> Your objective:
Using the entries that follow, write out the line containing "box: [216, 465, 251, 538]", the line containing "box: [600, 233, 798, 260]", and every line between them, exactly and nothing else.

(Segmentation mask data)
__________
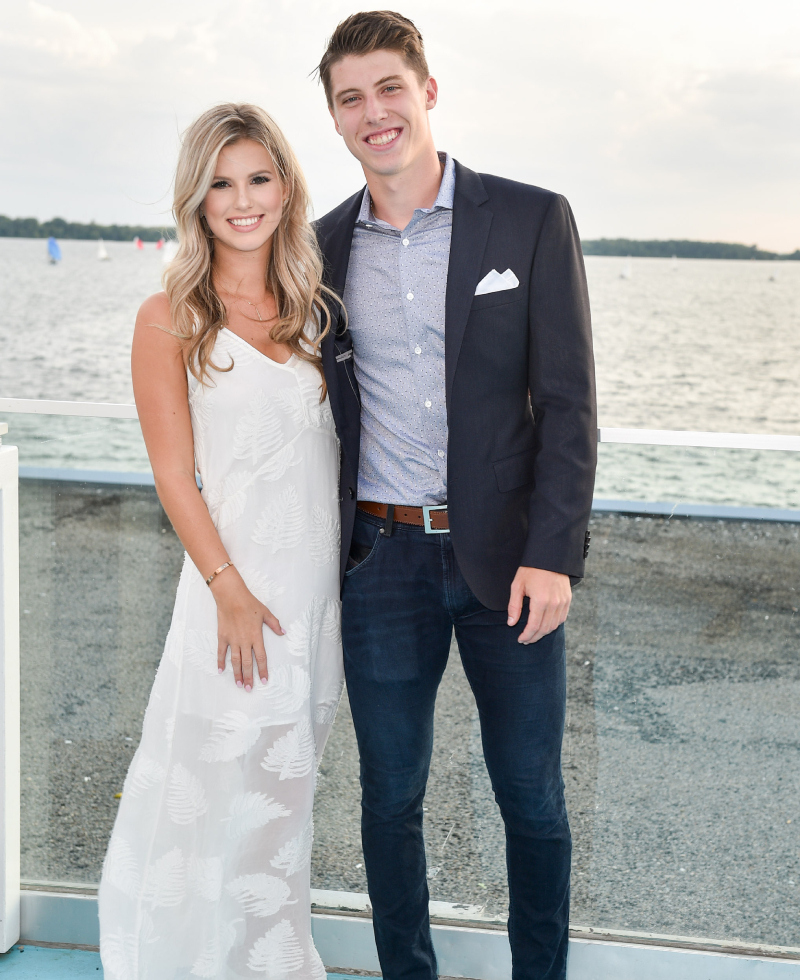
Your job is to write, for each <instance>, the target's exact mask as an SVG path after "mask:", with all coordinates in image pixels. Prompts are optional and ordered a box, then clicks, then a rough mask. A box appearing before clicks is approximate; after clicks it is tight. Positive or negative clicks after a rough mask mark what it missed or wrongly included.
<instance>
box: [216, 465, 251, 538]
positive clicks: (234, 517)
mask: <svg viewBox="0 0 800 980" xmlns="http://www.w3.org/2000/svg"><path fill="white" fill-rule="evenodd" d="M252 483H253V474H252V473H250V472H248V471H247V470H234V471H233V472H232V473H229V474H228V475H227V476H226V477H225V479H224V480H223V481H222V483H220V484H219V485H218V486H216V487H212V488H211V489H210V490H209V491H208V495H207V496H206V503H207V505H208V512H209V513H210V514H211V520H212V521H213V522H214V527H216V529H217V530H218V531H221V530H222V529H223V528H226V527H229V526H230V525H231V524H233V522H234V521H237V520H238V519H239V518H240V517H241V516H242V514H243V513H244V509H245V506H246V505H247V491H248V489H249V488H250V486H251V485H252Z"/></svg>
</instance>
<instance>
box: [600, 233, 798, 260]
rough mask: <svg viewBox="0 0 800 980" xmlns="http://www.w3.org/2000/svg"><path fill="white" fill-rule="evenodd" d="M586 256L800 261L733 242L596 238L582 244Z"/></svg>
mask: <svg viewBox="0 0 800 980" xmlns="http://www.w3.org/2000/svg"><path fill="white" fill-rule="evenodd" d="M581 246H582V248H583V254H584V255H619V256H631V257H632V258H653V259H670V258H672V256H673V255H674V256H675V257H676V258H678V259H761V260H767V261H769V260H774V261H784V262H785V261H800V249H795V251H794V252H791V253H787V254H782V253H780V252H767V251H765V250H764V249H761V248H759V247H758V246H757V245H737V244H735V243H732V242H693V241H688V240H685V239H684V240H682V239H676V240H674V241H637V240H635V239H632V238H597V239H595V240H594V241H583V242H581Z"/></svg>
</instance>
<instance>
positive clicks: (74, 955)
mask: <svg viewBox="0 0 800 980" xmlns="http://www.w3.org/2000/svg"><path fill="white" fill-rule="evenodd" d="M0 972H2V975H3V977H4V978H8V980H102V977H103V967H102V965H101V963H100V954H99V953H92V952H89V951H87V950H82V949H50V948H47V947H42V946H27V945H20V946H13V947H12V948H11V949H10V950H9V951H8V952H7V953H0ZM328 980H361V978H356V977H350V976H346V975H345V974H342V973H329V974H328Z"/></svg>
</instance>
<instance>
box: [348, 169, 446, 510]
mask: <svg viewBox="0 0 800 980" xmlns="http://www.w3.org/2000/svg"><path fill="white" fill-rule="evenodd" d="M439 158H440V160H441V161H442V162H443V164H444V173H443V175H442V183H441V185H440V187H439V194H438V196H437V198H436V201H435V203H434V205H433V207H432V208H417V209H416V210H415V211H414V216H413V218H412V219H411V221H409V223H408V224H407V225H406V227H405V228H404V229H403V230H402V231H399V230H398V229H397V228H395V227H393V226H392V225H390V224H388V223H387V222H386V221H381V220H380V219H378V218H376V217H375V216H374V214H373V213H372V199H371V198H370V194H369V188H365V189H364V197H363V200H362V202H361V211H360V212H359V215H358V219H357V220H356V224H355V229H354V231H353V244H352V246H351V249H350V264H349V266H348V271H347V285H346V286H345V291H344V297H343V298H344V304H345V307H346V308H347V315H348V322H349V326H350V332H351V334H352V337H353V348H354V363H355V372H356V378H357V379H358V383H359V386H360V389H361V457H360V462H359V470H358V498H359V500H375V501H378V502H380V503H385V504H405V505H409V506H413V505H415V506H420V505H422V504H440V503H445V502H446V500H447V407H446V404H445V374H444V314H445V293H446V290H447V267H448V263H449V261H450V235H451V232H452V229H453V195H454V192H455V164H454V162H453V160H452V158H451V157H450V156H449V155H447V154H442V153H440V154H439Z"/></svg>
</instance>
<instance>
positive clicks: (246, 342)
mask: <svg viewBox="0 0 800 980" xmlns="http://www.w3.org/2000/svg"><path fill="white" fill-rule="evenodd" d="M222 329H223V330H224V331H225V333H227V334H230V336H231V337H234V338H235V339H236V340H238V341H239V343H240V344H244V346H245V347H247V348H248V350H251V351H252V352H253V353H254V354H257V355H258V356H259V357H261V358H263V359H264V360H265V361H269V363H270V364H273V365H274V366H275V367H279V368H285V369H286V370H288V371H294V367H293V365H292V362H293V361H296V360H297V355H296V354H291V355H290V356H289V360H288V361H284V362H283V363H281V362H280V361H276V360H275V359H274V358H272V357H269V355H267V354H265V353H264V352H263V351H260V350H259V349H258V348H257V347H254V346H253V345H252V344H251V343H249V342H248V341H246V340H245V339H244V337H240V336H239V334H238V333H236V331H234V330H231V329H230V327H223V328H222Z"/></svg>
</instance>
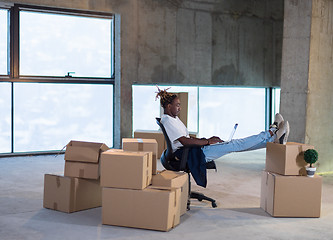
__________
> Your solution:
box: [216, 465, 251, 538]
positive clicks: (234, 517)
mask: <svg viewBox="0 0 800 980" xmlns="http://www.w3.org/2000/svg"><path fill="white" fill-rule="evenodd" d="M252 483H253V474H252V473H250V472H248V471H247V470H234V471H233V472H232V473H229V474H228V475H227V476H226V477H225V479H224V480H223V481H222V483H220V484H219V485H218V486H216V487H212V488H211V489H210V490H209V491H208V495H207V496H206V503H207V505H208V512H209V513H210V514H211V520H212V521H213V522H214V527H216V529H217V530H218V531H221V530H222V529H223V528H226V527H229V526H230V525H231V524H233V522H234V521H237V520H238V519H239V518H240V517H241V516H242V514H243V513H244V509H245V506H246V505H247V491H248V489H249V488H250V486H251V485H252Z"/></svg>
</instance>
<instance>
box: [600, 233, 798, 260]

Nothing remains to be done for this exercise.